• Consigne écrite:
Dans l'extrait sur l'évasion d'Eysses, recopiez sans rien changer le passage qui s'ouvre sur les mots « Se trouvant à » et se clôt sur « au quartier cellulaire. ».

• Extrait proposé:
┏━━
Auteur : Fabrice Bourrée
Sources : Corinne Jaladieu, La prison politique sous Vichy. L'exemple des centrales d'Eysses et de Rennes, L'Harmattan, 2007.
Contexte historique
Le 19 février 1944, Eysses est le théâtre d'une
ambitieuse tentative d'évasion collective. Après plusieurs heures de combat et
face aux menaces des autorités allemandes de bombarder la centrale,
l'état-major du bataillon d'Eysses décide de déposer les armes le 20 février à
5 heures.
Se trouvant à Vichy,
Joseph Darnand, Secrétaire général au maintien de
l'ordre, est
avertis dans la nuit de cette situation exceptionnelle. Il se rend d'urgence à Eysses, où il arrive dans
l'après-midi du 20 février. Il dirige alors en personne la répression, donnant l'ordre de renforcer la garde extérieure et
d'introduire des forces de police dans la centrale, ce
afin d'organiser une fouille générale des locaux et des détenus. Il repart pour
Vichy le lundi 21 février dans la matinée, après avoir exigé « cinquante
têtes ». L'enquête menée par les brigades mobiles de Limoges et de
Toulouse permet de désigner les prétendus meneurs de
la mutinerie. Les détenus sont tous rassemblés dans les préaux, ceux qui sont
désignés sont mis à l'écart et conduits au quartier cellulaire.
Seize personnes sont
immédiatement mises en cause - « comme meneurs actifs et armés de la
mutinerie » :
Auzias Henri, avec neuf témoins à charge,
dont trois l'ayant vu porteur d'un revolver, les autres « donner des
ordres et parlementer au téléphone »
┗━━
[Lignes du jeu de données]
┏━━
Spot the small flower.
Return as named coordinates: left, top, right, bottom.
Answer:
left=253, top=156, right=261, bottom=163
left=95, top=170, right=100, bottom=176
┗━━
• Réponse:
Se trouvant à Vichy,
Joseph Darnand, Secrétaire général au maintien de
l'ordre, est
avertis dans la nuit de cette situation exceptionnelle. Il se rend d'urgence à Eysses, où il arrive dans
l'après-midi du 20 février. Il dirige alors en personne la répression, donnant l'ordre de renforcer la garde extérieure et
d'introduire des forces de police dans la centrale, ce
afin d'organiser une fouille générale des locaux et des détenus. Il repart pour
Vichy le lundi 21 février dans la matinée, après avoir exigé « cinquante
têtes ». L'enquête menée par les brigades mobiles de Limoges et de
Toulouse permet de désigner les prétendus meneurs de
la mutinerie. Les détenus sont tous rassemblés dans les préaux, ceux qui sont
désignés sont mis à l'écart et conduits au quartier cellulaire.